Directions
Tally the lines in the material below that contain the word "building" and give only that number.

Data for this exercise
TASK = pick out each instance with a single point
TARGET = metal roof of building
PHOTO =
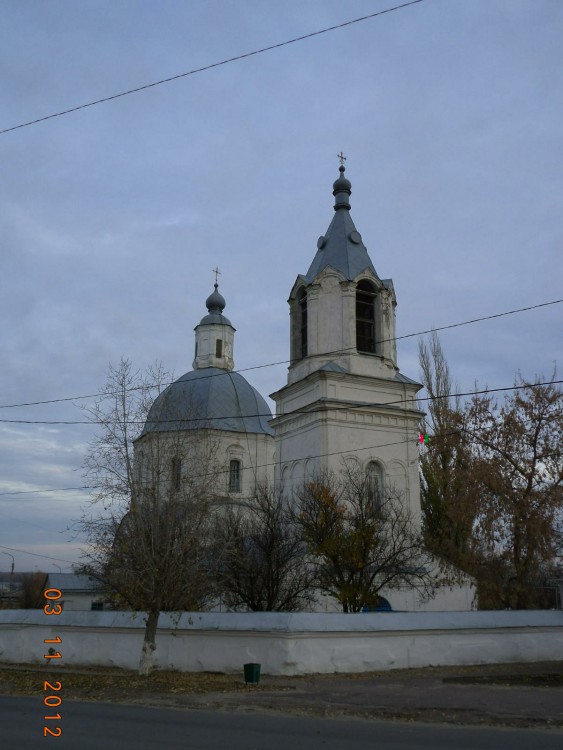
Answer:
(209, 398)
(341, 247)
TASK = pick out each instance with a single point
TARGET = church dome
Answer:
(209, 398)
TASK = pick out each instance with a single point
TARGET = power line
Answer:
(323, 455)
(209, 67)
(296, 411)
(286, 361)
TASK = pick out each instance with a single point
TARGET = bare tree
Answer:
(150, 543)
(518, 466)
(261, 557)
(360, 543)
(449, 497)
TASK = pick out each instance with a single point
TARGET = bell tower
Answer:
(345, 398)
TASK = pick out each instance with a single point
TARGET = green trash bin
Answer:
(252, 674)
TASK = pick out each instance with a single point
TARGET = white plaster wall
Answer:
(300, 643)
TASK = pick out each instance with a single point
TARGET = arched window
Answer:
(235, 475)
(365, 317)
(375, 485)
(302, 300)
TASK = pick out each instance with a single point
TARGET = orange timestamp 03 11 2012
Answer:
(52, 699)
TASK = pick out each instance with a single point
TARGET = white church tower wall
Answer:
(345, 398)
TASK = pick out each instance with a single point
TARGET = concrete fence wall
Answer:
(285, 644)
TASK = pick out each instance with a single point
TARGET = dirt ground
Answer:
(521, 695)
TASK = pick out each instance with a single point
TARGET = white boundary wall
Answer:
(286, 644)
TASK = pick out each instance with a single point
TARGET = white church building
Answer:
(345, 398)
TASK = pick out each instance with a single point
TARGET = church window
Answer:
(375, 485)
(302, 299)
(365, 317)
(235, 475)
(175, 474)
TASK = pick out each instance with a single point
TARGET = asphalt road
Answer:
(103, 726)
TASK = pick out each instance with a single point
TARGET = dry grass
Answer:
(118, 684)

...

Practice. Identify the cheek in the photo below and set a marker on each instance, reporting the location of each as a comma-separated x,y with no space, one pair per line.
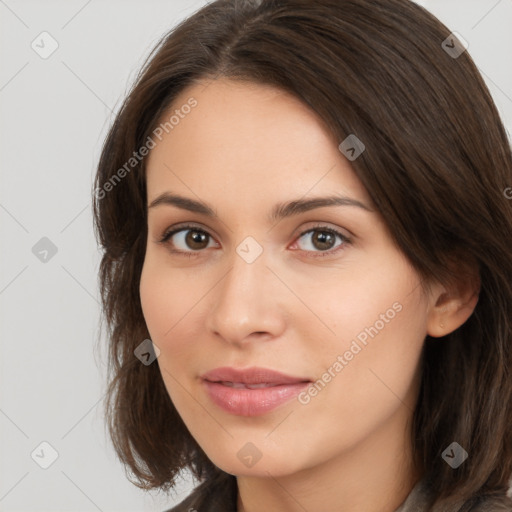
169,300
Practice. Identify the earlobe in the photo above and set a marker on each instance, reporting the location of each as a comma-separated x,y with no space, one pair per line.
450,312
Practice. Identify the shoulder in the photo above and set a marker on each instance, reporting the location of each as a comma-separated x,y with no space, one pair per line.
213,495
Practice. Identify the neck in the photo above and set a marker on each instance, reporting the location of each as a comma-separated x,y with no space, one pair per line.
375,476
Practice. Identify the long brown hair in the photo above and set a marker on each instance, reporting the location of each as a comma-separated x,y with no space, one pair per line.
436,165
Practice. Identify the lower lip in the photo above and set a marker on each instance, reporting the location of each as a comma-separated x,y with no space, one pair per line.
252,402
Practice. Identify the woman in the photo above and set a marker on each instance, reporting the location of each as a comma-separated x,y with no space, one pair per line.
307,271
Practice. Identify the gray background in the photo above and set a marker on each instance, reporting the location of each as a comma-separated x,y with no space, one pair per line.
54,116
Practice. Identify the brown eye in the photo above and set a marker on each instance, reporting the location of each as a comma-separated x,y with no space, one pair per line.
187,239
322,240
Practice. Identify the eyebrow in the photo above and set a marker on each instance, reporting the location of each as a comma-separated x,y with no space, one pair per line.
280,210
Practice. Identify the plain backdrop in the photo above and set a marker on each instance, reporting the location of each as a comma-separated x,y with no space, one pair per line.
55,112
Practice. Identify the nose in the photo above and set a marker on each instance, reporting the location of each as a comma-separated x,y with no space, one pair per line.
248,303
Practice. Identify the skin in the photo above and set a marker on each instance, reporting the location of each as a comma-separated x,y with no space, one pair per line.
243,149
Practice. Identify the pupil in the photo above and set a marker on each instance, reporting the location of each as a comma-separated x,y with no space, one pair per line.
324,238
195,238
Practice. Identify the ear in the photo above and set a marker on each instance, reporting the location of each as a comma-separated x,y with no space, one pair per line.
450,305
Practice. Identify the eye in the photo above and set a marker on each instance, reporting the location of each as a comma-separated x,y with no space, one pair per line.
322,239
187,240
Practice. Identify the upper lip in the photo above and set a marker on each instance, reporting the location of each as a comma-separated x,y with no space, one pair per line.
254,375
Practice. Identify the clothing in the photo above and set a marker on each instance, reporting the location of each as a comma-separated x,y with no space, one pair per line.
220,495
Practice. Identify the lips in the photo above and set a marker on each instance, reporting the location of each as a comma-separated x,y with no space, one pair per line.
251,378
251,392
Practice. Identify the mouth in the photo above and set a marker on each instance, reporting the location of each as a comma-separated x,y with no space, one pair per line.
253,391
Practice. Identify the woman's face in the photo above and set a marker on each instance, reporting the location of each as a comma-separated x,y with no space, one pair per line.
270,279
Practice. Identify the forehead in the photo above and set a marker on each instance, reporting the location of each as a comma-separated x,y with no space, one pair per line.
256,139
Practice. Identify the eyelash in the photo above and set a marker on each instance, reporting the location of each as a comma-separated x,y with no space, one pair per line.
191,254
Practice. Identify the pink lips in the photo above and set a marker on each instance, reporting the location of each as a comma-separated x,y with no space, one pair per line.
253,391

Exercise solution
2